● Cytowany tekst
——

Jeżeli Solidarna Polska chce powiększać czy tworzyć napięcie wewnątrz obozu, to patrzymy na to z przykrością - w taki sposób szef klubu PiS i wicemarszałek Sejmu Ryszard Terlecki odniósł się do sporów wewnątrz Zjednoczonej Prawicy. Zapowiedział, że jeśli dojdzie do pęknięcia w obozie rządowym, perspektywą są przyspieszone wybory, choć przyznał, że w obecnej chwili nie ma to "najmniejszego sensu".
O sytuację w Zjednoczonej Prawicy Terleckiego zapytano w niedzielę na antenie Programu Pierwszego Polskiego Radia. Szef klubu PiS ocenił w rozmowie, że koalicyjne partie Prawa i Sprawiedliwości – Solidarna Polska i Porozumienie – chcą się "trochę usamodzielnić, a może nawet bardzo usamodzielnić".
Terlecki: jeśli dojdzie do pęknięcia w Zjednoczonej Prawicy, perspektywą są przyspieszone wybory
- Tu rzeczywiście trochę się dzieje, ale sytuacja jest taka, że gdyby nastąpiło – w co nie bardzo wierzę i czego oczywiście nikt nie chce – jakieś pęknięcie, to perspektywą są przyspieszone wybory. A to w tej chwili, w sytuacji, w jakiej jesteśmy, nie ma najmniejszego sensu – powiedział Terlecki.
Zapytany, który z koalicjantów jest większym problemem, Terlecki odparł, że trudno ocenić. - Oba ugrupowania są ambitne i chciałyby uzyskać samodzielność, pozostając - mam nadzieję - w sojuszu. Jak na razie ta samodzielność jest skromna, a dążenie do samodzielności nie przynosi nadzwyczajnych efektów. Pamiętajmy, że znaczna część publiczności politycznej (...) jest raczej przekonana, że Porozumienie i Solidarna Polska są częścią Prawa i Sprawiedliwości - mówił Terlecki.
Jego zdaniem, gdyby nagle okazało się, że obok PiS pojawiają się jakieś "nowe samodzielne środowiska", to wyborcy nie mieliby wątpliwości, co robić. - To znaczy, czy poprzeć silną prawicę, czyli Prawo i Sprawiedliwość, czy rozdrabniać głosy na małe partie, które z jakichś przyczyn – nie do końca zrozumiałych dla publiczności – walczą czy zabiegają o samodzielność – dodał.

——

● Dane wejściowe
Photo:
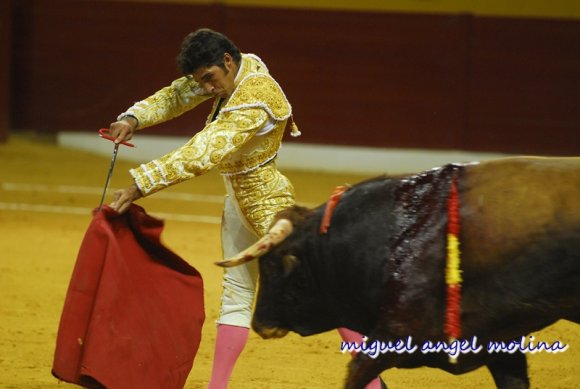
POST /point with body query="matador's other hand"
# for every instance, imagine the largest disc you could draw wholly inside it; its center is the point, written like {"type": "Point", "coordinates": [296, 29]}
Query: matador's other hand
{"type": "Point", "coordinates": [123, 130]}
{"type": "Point", "coordinates": [123, 198]}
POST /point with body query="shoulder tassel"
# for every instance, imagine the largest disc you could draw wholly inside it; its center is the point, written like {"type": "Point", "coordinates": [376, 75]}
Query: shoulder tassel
{"type": "Point", "coordinates": [295, 132]}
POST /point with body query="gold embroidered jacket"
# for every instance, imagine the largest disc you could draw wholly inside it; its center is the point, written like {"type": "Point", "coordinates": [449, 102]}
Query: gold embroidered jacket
{"type": "Point", "coordinates": [242, 141]}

——

● Zestaw ćwiczeń
1 - Zbierz z wierszy wszystkie linie, w których występuje słowo „jacket”.
2 - Napisz dalszy ciąg tekstu o sporach w Zjednoczonej Prawicy, zaczynając od miejsca, w którym się urywa.

● Odpowiedzi do ćwiczeń
1 -
POST /point with body query="gold embroidered jacket"
Query: gold embroidered jacket

2 -
Terlecki: wydaje się, że pęknięcie w Porozumieniu jest na tyle poważnem że będziemy mieli do czynienia z dwoma partiami
Na pytanie o spór co do kierownictwa Porozumienia, Terlecki odpowiedział, że PiS na umowę koalicyjną z Porozumieniem Jarosława Gowina. - I tego się trzymamy - podkreślił.
Dodał jednak, że wydaje się, iż pęknięcie w tej partii jest "na tyle poważne, że będziemy mieli do czynienia z dwiema partiami czy partyjkami". - To też oczywiście jest do przyjęcia, będą nie dwaj koalicjanci, tylko trzej - dodał.
Terlecki został zapytany, czy "atak przeprowadzony przez europosła Adama Bielana (kwestionującego przywództwo Jarosława Gowina w porozumieniu - red.) miał błogosławieństwo Nowogrodzkiej (pod tym adresem mieści się w Warszawie główna siedziba PiS - red.)". - Dowiedzieliśmy się o tym, kiedy zaczęło się to dziać i było to pewnym zaskoczeniem - przyznał. Ocenił, że sprawa zaszła daleko i jeszcze długo będzie toczyć się przed sądem.
- Oczywiste jest, że politycy obu stron muszą jakoś zorganizować się politycznie, a nie czekać na wyrok sądu - powiedział szef klubu PiS.
Kukizowcy zasilą Zjednoczoną Prawicę? Terlecki: chcemy się na tyle porozumieć, żeby głosować wspólnie w ważnych sprawach
W kontekście możliwych sojuszy Terleckiego zapytano, czy jego zdaniem Paweł Kukiz i jego ruch mogliby się "wtopić w obóz Zjednoczonej Prawicy". Szef klubu PiS odparł, że nikt nie oczekuje, żeby Kukiz się wtapiał.
- To jest niefortunne określenie. Zależałoby nam na tym, żeby na tyle się porozumieć, żebyśmy mogli wspólnie głosować w sprawach, które są ważne dla Polski - powiedział. Dodał, że w takiej sytuacji istotne byłoby "wzięcie pod uwagę pewnych rozwiązań programowych Pawła Kukiza (...) jako wspólnego przedsięwzięcia Zjednoczonej Prawicy".
"Jeżeli Solidarna Polska chce powiększać czy tworzyć napięcie wewnątrz obozu, to patrzymy na to z przykrością"
W rozmowie poruszono również głosowanie nad europejskim Funduszem Odbudowy i to, czy koalicją rządzącą nie zachwieje sprzeciw Solidarnej Polski w tej sprawie.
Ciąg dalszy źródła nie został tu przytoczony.